Exercise requirements: Please gather every line in the records below that contains the word "advertisement", and copy each of those lines.

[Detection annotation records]
========================================

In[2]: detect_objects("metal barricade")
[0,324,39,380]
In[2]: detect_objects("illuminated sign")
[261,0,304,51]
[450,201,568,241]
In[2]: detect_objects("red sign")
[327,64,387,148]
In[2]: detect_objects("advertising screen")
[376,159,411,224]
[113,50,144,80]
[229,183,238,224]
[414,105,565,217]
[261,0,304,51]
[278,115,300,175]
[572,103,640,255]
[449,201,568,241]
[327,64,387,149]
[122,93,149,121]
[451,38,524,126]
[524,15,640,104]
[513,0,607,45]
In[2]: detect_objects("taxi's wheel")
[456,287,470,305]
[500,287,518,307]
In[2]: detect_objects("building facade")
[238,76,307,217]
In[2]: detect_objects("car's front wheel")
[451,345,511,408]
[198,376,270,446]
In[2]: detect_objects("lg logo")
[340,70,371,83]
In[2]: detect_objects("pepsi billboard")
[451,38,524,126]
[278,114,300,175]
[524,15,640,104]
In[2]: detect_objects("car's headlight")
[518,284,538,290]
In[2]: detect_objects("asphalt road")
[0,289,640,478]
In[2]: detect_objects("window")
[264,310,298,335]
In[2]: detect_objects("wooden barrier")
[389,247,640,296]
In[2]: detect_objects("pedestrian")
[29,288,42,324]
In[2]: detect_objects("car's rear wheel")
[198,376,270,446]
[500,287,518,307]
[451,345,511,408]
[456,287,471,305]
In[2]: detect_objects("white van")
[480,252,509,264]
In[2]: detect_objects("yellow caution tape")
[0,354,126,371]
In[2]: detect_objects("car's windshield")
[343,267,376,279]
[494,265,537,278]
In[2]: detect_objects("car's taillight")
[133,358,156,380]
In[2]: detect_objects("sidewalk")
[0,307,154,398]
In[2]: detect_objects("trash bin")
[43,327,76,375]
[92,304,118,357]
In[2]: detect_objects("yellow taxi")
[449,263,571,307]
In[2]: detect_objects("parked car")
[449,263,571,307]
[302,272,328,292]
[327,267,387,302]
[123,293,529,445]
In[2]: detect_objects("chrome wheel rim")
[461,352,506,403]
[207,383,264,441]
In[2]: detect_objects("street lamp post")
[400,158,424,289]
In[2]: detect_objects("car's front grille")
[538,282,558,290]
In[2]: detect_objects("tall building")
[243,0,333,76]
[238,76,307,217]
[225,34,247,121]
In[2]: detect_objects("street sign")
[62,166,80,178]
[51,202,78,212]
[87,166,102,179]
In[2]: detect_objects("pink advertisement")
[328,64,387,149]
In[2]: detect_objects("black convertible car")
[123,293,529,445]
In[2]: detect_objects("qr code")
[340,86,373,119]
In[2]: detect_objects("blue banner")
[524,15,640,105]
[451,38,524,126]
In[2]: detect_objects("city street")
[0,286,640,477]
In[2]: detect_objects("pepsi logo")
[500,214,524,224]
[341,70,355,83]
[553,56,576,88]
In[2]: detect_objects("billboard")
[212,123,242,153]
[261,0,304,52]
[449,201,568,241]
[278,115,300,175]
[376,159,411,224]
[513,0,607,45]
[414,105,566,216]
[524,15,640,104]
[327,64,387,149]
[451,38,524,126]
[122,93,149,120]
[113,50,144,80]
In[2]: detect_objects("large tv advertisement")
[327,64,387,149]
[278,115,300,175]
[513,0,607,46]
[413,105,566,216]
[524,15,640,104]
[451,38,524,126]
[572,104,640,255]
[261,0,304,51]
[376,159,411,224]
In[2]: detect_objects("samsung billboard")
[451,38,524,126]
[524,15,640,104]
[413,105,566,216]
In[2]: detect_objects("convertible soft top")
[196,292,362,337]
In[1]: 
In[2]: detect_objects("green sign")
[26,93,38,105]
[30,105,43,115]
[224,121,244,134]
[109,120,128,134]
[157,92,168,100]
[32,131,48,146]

========================================

Response below:
In[2]: detect_objects("pink advertisement")
In[2]: detect_objects("large tv advertisement")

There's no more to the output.